▶ **What is needed**
Nothing but the lines from the one containing "Pretty please, detect the beach" through the last line of the entries should appear in the output, each verbatim.

(Records from a dataset)
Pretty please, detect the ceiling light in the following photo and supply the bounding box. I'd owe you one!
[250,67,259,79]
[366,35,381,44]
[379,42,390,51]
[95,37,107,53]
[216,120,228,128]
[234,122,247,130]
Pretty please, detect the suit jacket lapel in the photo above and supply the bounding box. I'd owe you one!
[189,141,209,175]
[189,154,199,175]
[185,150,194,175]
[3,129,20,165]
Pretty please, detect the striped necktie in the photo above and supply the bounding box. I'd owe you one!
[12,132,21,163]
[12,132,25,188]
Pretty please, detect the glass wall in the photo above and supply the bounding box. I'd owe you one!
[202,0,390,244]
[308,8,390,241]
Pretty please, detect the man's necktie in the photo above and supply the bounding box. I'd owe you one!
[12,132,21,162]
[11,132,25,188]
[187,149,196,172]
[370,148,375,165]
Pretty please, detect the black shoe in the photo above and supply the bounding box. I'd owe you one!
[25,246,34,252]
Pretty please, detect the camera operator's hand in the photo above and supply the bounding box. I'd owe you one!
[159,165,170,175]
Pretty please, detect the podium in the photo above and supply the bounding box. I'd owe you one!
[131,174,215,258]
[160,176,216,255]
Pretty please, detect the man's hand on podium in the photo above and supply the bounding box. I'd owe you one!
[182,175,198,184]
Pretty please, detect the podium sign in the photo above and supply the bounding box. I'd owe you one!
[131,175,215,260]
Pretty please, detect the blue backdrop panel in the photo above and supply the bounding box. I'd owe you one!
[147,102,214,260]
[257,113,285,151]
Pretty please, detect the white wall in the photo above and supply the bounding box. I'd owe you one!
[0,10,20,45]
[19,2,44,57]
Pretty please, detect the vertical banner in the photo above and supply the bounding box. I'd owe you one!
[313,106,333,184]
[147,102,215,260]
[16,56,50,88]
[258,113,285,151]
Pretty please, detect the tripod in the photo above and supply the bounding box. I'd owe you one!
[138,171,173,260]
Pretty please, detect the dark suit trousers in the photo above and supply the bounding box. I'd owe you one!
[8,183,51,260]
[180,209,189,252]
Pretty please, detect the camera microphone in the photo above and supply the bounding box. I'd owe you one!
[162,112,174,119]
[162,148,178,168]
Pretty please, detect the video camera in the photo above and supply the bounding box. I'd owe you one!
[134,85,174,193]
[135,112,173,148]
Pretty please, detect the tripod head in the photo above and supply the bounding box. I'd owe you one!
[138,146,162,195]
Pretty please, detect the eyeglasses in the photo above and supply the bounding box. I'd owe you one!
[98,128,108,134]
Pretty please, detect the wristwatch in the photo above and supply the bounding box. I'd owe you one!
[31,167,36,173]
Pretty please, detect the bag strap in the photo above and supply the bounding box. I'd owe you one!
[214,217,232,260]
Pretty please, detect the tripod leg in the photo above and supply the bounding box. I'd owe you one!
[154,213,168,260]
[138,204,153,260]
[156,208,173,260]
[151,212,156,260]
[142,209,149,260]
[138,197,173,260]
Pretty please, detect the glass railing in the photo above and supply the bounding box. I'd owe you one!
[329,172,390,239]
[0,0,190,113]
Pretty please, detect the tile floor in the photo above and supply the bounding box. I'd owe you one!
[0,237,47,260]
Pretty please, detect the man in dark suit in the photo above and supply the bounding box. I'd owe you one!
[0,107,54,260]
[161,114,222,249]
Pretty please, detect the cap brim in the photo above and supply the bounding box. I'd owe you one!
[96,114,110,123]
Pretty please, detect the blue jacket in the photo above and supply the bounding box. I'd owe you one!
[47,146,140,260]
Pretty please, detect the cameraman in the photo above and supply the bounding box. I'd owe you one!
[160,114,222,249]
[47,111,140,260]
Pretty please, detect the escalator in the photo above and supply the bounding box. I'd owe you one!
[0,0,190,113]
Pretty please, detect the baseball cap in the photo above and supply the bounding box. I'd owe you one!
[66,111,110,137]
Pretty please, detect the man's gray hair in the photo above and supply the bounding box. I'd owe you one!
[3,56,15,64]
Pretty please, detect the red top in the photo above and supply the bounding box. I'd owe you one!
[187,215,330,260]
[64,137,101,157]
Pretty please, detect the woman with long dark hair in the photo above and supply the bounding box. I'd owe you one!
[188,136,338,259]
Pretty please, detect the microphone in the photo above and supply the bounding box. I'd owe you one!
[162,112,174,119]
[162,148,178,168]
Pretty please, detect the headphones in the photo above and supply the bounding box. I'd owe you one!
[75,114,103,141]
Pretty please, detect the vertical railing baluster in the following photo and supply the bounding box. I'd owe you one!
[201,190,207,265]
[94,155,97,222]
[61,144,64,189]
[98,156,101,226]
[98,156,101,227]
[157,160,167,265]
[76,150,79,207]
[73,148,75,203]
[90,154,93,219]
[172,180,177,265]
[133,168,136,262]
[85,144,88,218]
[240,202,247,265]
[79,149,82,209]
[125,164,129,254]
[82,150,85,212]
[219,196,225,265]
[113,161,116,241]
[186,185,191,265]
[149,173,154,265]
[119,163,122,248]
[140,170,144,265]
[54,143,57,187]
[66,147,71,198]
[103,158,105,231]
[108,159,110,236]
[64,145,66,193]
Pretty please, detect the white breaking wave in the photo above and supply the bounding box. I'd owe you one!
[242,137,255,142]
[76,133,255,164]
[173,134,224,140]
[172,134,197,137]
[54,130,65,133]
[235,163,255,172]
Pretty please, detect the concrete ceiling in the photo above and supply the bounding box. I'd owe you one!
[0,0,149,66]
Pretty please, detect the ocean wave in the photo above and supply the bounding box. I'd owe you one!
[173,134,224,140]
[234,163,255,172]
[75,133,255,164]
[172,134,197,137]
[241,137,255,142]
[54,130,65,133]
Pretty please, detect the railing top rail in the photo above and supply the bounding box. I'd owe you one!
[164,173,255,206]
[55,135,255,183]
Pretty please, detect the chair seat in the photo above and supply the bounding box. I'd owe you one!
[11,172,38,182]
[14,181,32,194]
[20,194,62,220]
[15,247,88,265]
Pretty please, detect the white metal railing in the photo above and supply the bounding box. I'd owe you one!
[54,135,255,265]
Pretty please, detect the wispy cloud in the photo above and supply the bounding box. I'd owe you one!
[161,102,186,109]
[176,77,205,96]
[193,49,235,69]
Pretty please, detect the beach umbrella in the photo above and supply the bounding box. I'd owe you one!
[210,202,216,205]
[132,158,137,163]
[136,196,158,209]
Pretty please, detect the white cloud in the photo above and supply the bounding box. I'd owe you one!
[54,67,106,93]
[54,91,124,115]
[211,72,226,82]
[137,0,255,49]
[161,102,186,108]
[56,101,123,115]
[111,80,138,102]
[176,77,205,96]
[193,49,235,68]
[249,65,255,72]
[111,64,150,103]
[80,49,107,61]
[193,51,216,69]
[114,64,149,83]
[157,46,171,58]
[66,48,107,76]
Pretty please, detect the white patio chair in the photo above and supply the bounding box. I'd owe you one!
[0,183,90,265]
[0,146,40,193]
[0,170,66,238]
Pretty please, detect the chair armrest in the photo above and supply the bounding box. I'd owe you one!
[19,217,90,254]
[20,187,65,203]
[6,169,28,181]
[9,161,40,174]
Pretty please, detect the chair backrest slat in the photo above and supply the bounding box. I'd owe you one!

▶ **Final answer**
Pretty please, detect the beach umbrella in the photo above and supply the bounding box. I'd owe you one!
[210,202,216,205]
[132,158,137,163]
[136,196,158,209]
Pretty please, detect the white cloud in the photo above and supply the bounding box. I'd owe you one!
[54,67,106,93]
[54,91,124,115]
[211,72,226,82]
[137,0,255,49]
[161,102,186,108]
[56,101,123,115]
[111,80,138,102]
[176,77,205,96]
[193,49,235,68]
[249,65,255,72]
[111,64,150,103]
[80,49,107,61]
[193,51,216,69]
[114,64,149,83]
[157,46,171,58]
[66,48,107,76]
Pretty please, detect the white patio chair in the photo above and supply the bounding box. I'd owe you one!
[0,183,90,265]
[0,146,40,193]
[0,170,66,238]
Pretty please, detect the chair armrest in the photo above and supply the bounding box. I'd owe you one!
[19,217,90,254]
[20,187,65,203]
[6,169,28,181]
[9,161,40,174]
Pretty please, detect the chair backrest slat in the photo above and supply the bounding box. I'd owe you one!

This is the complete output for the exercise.